## GIVEN DATA
*** Block opens ***
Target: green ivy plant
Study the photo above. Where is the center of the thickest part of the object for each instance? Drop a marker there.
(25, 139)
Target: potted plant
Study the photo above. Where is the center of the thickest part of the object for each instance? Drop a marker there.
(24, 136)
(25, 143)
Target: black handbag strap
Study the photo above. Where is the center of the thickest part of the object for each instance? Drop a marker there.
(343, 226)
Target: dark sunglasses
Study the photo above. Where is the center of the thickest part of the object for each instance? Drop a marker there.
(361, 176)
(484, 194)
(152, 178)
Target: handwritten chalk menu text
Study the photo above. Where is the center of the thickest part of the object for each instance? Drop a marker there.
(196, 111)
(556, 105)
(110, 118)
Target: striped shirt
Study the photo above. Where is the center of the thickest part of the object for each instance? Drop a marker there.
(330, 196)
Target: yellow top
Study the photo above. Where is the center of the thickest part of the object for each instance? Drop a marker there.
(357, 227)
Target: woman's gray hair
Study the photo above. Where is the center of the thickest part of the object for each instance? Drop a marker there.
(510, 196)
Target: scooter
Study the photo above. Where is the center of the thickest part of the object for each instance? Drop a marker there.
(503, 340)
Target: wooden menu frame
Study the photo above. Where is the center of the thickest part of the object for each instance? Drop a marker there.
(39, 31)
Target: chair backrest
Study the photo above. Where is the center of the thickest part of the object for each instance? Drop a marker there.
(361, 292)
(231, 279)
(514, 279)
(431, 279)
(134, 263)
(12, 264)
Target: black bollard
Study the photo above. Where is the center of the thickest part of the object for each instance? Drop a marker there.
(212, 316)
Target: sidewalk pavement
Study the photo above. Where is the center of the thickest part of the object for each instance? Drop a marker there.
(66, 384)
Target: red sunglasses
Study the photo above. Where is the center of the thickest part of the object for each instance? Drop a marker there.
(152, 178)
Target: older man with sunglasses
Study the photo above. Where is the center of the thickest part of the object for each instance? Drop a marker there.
*** Block closes ***
## YOUR ASSIGNMENT
Print nothing except the lines from the line containing "Target: scooter" to the end of the listing, exactly as written.

## TASK RESPONSE
Target: scooter
Study the photo above. Where is the center of the thickest part of the object for each instance? Drop a marker there.
(503, 340)
Target: wooden menu frame
Study the photo above. Where is the center of the thickest part of the object for each instance? Drop a marker there.
(39, 31)
Target: chair backrest
Study the photo above. Where is the center of the thickest part of the object for each instance? Drop a marker there.
(361, 292)
(231, 279)
(514, 279)
(431, 279)
(134, 263)
(12, 264)
Target: black bollard
Study the photo above. Where is the center of the thickest part of the object for each instance? Drop a marker there.
(212, 316)
Target: sidewalk pavement
Study the photo above. Where is the center of the thickest part of the object for each instance? Drop a marker there.
(66, 384)
Target: red sunglasses
Study the photo above. Where is the center of the thickest part of the object for each instance? Drop a marker there.
(152, 178)
Target: older man with sunglasses
Study the photo above. Where is the center of the thickest part of the object for each instance? Drop a marker there.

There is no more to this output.